» **AIM OF THE EXERCISE**: Reproduce all of the data below word for word, omitting any pictures.

» **DATA ENTRIES**:
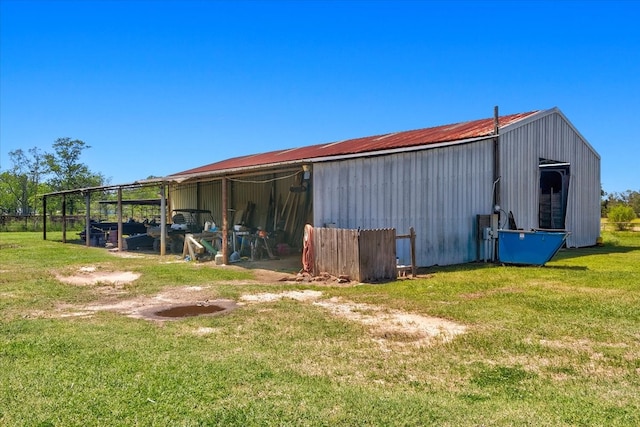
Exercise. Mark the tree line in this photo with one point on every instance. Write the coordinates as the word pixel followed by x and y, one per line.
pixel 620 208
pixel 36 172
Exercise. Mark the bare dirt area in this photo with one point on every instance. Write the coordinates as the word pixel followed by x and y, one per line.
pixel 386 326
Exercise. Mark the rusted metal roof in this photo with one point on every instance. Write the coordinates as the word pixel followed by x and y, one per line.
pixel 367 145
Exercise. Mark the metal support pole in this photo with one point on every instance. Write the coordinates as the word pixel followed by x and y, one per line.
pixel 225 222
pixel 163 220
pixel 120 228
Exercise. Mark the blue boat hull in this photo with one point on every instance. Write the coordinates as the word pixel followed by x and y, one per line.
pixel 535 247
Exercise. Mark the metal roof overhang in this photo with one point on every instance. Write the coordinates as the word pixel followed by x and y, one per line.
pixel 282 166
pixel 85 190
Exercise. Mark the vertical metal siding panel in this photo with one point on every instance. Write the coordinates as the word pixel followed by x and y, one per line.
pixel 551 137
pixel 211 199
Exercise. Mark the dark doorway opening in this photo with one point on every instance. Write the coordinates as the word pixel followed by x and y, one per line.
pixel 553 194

» **TASK SOLUTION**:
Exercise. Mark the tree line in this photo with one point on every instance. Write the coordinates as the word pixel followed by x and y, one per line.
pixel 620 208
pixel 36 172
Exercise. Mark the bare dirt area in this photo with one point on every instance. Write the coordinates as the word pixel followed by x and y, one per line.
pixel 386 326
Exercise. Mark the rusted metal roof in this photo with one point on every instance. Write the coordinates as the word pixel followed by x and y, one per line.
pixel 367 145
Exercise. Mark the metal support pole in this photo with one point on every instance. Write the coordinates as the word pixel followed by x and y, one per line.
pixel 225 222
pixel 163 220
pixel 120 228
Exercise. Mark the blue boat hull in this photo with one point on every instance. Write the coordinates as the word pixel followed by x and y, one per line.
pixel 535 247
Exercise. Mark the metal roof overhang in this photo with one point on every instance. Write the coordinates as the word pixel followed by x and y, one per line.
pixel 282 166
pixel 85 190
Exercise. Mark the vertical metal siding panel in this photo with one point on every instance. Write the coordinates as the word pixel followed by x and y, one per line.
pixel 551 137
pixel 211 199
Exercise. Mark the dark doorway opening in this photo with one point on every instance. Write the coordinates as the word pixel followed by x and y, one per line.
pixel 553 194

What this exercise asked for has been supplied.